**DIRECTIVE**
Repeat word for word the part of the road-trip movie text starting at "Watching a road-trip" and ending at "dust of wanderlust.".

Based solely on genre, the movies Nomadland , Almost Famous , and Pee-wee’s Big Adventure have little in common. But look further and you’ll find that driving each film’s narrative is the concept of the open road. Whether you’re watching a portrait of female self discovery, a rock concert tour diary, or a chaotic comedy, all of these can be categorized as road-trip movies.

Watching a road-trip movie (or road-trip episode of a TV show) can feel like the closest thing to actually embarking on one. Here are 12 movies and TV episodes our editors recommend watching to help you mentally prepare for your own road trip, or perhaps just give you a dust of wanderlust.

Pee-wee’s Big Adventure (1985)

Not only is Pee-wee’s Big Adventure the best road trip movie, but it is, unequivocally, the best Tim Burton movie (the director’s first feature film). In a world of bloated cinema, this film is a tight 90 minutes and it moves. Pee-wee, played delightfully, sincerely weird by the late Paul Reubens, finds the joy in the little things: pasting his face into grotesque shapes with masking tape in the mirror; trading insults with adult-sized, rich kid-coded bully Francis (Mark Holton); and collecting the latest ephemera from his local magic shop. But more than anything, Pee-wee loves his bike. So of course, when it’s stolen, busted from an intricately wrapped web of steel chain next to a menacing animatronic clown, Pee-wee is distraught, paranoid, and single-minded in his mission to find his bike. It’s a journey that takes the gray-suited, red bowtie-wearing chortling man-child on the road. Hitchhiking with ghostly truck drivers and felons on the run, he inspires lonesome truckstop waitresses to live out their dreams of going to Paris, and even visits the Alamo. It’s endlessly quotable, totally iconic, and an absolute masterpiece of silliness. — Brenna Houck, cities manager, Eater

Y Tu Mama Tambien (2001)

[Data drawn from a collection]
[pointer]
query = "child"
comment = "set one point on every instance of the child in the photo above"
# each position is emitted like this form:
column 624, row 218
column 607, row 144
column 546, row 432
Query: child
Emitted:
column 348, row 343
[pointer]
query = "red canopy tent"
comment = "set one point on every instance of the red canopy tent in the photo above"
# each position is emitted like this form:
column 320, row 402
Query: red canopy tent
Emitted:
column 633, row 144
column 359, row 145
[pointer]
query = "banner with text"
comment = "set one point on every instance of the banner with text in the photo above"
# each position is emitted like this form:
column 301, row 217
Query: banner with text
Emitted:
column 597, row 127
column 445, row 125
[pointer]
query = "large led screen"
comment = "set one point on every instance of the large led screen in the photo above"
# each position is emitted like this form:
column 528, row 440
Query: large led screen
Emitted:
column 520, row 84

...

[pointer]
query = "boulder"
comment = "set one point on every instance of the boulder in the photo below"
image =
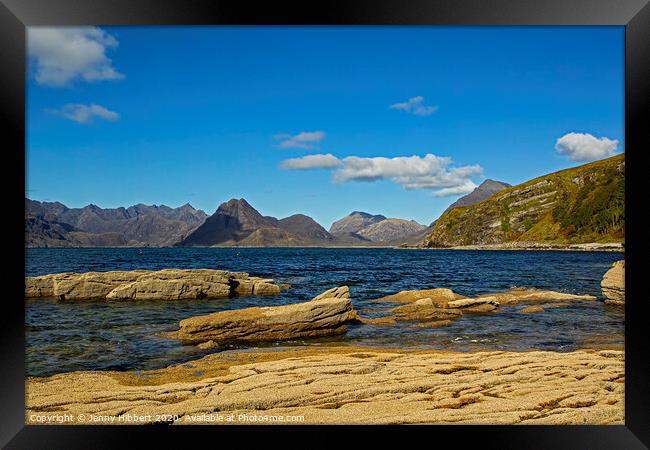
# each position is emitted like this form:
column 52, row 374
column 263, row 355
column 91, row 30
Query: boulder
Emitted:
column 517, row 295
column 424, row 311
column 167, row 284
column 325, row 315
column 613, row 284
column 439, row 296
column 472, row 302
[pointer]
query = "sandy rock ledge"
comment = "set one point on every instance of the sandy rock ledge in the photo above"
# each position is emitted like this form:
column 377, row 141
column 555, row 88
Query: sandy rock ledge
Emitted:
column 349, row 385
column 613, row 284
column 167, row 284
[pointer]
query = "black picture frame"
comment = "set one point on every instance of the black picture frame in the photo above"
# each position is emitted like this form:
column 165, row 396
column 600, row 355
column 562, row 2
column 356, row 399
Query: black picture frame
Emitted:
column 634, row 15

**PROBLEM SOLUTION**
Watching a road-trip movie (or road-trip episode of a TV show) can feel like the closest thing to actually embarking on one. Here are 12 movies and TV episodes our editors recommend watching to help you mentally prepare for your own road trip, or perhaps just give you a dust of wanderlust.